_MATERIAL FOR THIS TASK_
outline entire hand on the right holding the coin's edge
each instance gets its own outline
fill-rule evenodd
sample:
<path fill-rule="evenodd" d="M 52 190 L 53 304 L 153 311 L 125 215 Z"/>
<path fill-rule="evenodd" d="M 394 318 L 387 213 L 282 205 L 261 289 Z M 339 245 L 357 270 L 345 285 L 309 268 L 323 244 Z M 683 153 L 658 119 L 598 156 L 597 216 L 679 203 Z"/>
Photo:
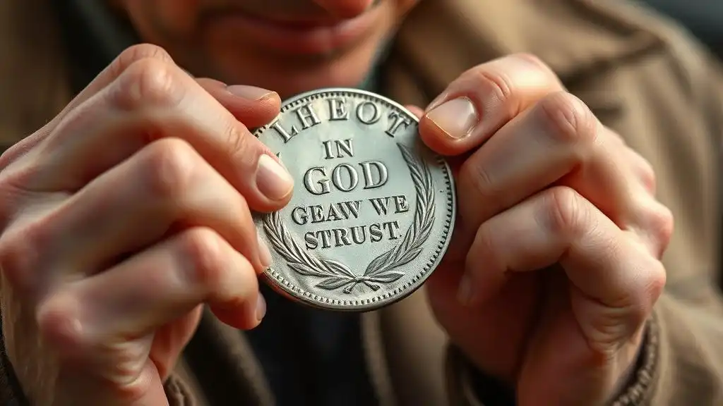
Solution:
<path fill-rule="evenodd" d="M 463 155 L 455 236 L 428 284 L 450 339 L 519 405 L 609 401 L 665 284 L 672 215 L 649 163 L 531 56 L 465 72 L 419 128 Z"/>

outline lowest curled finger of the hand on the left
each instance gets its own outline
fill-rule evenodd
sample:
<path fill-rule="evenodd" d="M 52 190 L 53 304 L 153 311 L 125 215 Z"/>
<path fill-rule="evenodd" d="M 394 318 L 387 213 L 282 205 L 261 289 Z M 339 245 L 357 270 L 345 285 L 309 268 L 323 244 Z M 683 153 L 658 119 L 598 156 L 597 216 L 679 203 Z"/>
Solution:
<path fill-rule="evenodd" d="M 38 324 L 44 336 L 64 344 L 65 355 L 102 360 L 94 350 L 145 337 L 200 303 L 244 329 L 259 324 L 265 311 L 251 264 L 208 228 L 186 230 L 64 285 L 40 304 Z"/>

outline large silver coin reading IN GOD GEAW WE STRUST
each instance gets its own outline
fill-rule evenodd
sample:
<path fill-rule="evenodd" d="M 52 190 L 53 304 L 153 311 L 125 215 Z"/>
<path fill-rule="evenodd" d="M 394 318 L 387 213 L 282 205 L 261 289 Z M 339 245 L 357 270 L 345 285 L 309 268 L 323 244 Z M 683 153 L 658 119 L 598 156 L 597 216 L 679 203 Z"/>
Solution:
<path fill-rule="evenodd" d="M 255 131 L 295 182 L 286 207 L 254 214 L 275 290 L 312 306 L 369 311 L 424 283 L 452 236 L 455 189 L 417 129 L 414 114 L 392 100 L 325 89 L 286 101 Z"/>

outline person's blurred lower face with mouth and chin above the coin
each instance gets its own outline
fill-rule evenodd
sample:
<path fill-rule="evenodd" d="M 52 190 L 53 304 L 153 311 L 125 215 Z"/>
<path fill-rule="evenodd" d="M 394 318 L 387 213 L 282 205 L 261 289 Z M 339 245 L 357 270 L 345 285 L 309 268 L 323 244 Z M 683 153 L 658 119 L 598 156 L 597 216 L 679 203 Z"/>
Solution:
<path fill-rule="evenodd" d="M 194 74 L 288 97 L 358 85 L 418 0 L 114 0 Z"/>

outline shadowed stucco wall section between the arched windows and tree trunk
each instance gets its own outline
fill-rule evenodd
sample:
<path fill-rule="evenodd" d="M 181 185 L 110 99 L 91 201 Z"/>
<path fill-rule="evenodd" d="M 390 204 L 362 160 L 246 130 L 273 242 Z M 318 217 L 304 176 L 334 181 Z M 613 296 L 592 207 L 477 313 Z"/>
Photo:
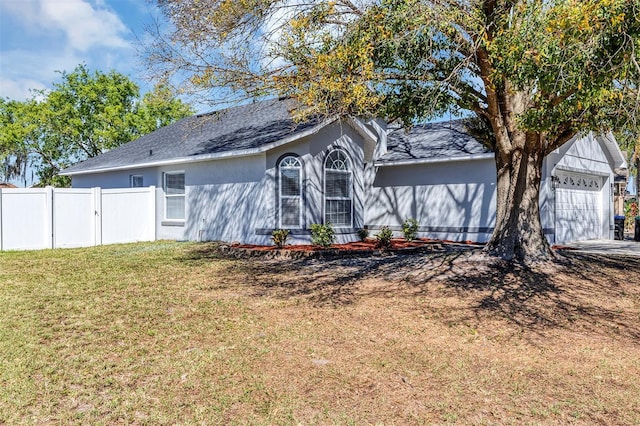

_WHAT IS BEING ASKED_
The task calls for all records to be set down precisely, excluding any images.

_RESPONSE AREA_
outline entire hand on the right holding the coin's edge
each instance gets its own outline
fill-rule evenodd
sample:
<path fill-rule="evenodd" d="M 52 190 L 53 304 L 153 311 L 125 215 Z"/>
<path fill-rule="evenodd" d="M 394 318 L 387 213 L 282 205 L 261 289 Z M 339 245 L 357 270 L 345 285 L 309 268 L 323 244 Z M 683 153 L 658 119 L 598 156 L 597 216 L 679 203 Z"/>
Photo:
Solution:
<path fill-rule="evenodd" d="M 463 155 L 455 236 L 428 284 L 450 339 L 519 405 L 609 401 L 665 284 L 672 215 L 649 163 L 531 56 L 465 72 L 419 128 Z"/>

outline lowest curled finger of the hand on the left
each instance gets its own outline
fill-rule evenodd
sample:
<path fill-rule="evenodd" d="M 52 190 L 53 304 L 153 311 L 125 215 Z"/>
<path fill-rule="evenodd" d="M 394 318 L 387 213 L 282 205 L 261 289 Z M 339 245 L 357 270 L 345 285 L 309 268 L 323 244 Z M 683 153 L 658 119 L 598 156 L 597 216 L 679 203 Z"/>
Solution:
<path fill-rule="evenodd" d="M 38 324 L 44 336 L 64 344 L 65 355 L 102 360 L 94 350 L 145 337 L 200 303 L 244 329 L 259 324 L 265 311 L 251 264 L 208 228 L 186 230 L 64 285 L 40 304 Z"/>

outline large silver coin reading IN GOD GEAW WE STRUST
each instance gets its own outline
fill-rule evenodd
sample:
<path fill-rule="evenodd" d="M 52 190 L 53 304 L 153 311 L 125 215 Z"/>
<path fill-rule="evenodd" d="M 394 318 L 387 213 L 282 205 L 261 289 Z M 339 245 L 357 270 L 345 285 L 309 268 L 323 244 Z M 683 153 L 658 119 L 598 156 L 597 216 L 679 203 Z"/>
Solution:
<path fill-rule="evenodd" d="M 255 131 L 295 182 L 286 207 L 254 214 L 275 290 L 312 306 L 369 311 L 424 283 L 452 236 L 455 189 L 417 129 L 414 114 L 392 100 L 325 89 L 286 101 Z"/>

outline person's blurred lower face with mouth and chin above the coin
each instance gets its own outline
fill-rule evenodd
sample:
<path fill-rule="evenodd" d="M 52 190 L 53 304 L 153 311 L 125 215 Z"/>
<path fill-rule="evenodd" d="M 394 318 L 387 213 L 282 205 L 261 289 Z M 339 245 L 357 270 L 345 285 L 309 268 L 323 244 Z M 683 153 L 658 119 L 598 156 L 597 216 L 679 203 Z"/>
Solution:
<path fill-rule="evenodd" d="M 194 74 L 288 97 L 358 85 L 418 0 L 114 0 Z"/>

outline shadowed stucco wall section between the arched windows and tree trunk
each instance gets its own outline
fill-rule evenodd
sample:
<path fill-rule="evenodd" d="M 181 185 L 110 99 L 91 201 Z"/>
<path fill-rule="evenodd" d="M 390 204 L 362 160 L 246 130 L 273 242 Z M 318 217 L 304 176 L 334 181 Z M 613 296 L 592 207 L 477 313 Z"/>
Photo:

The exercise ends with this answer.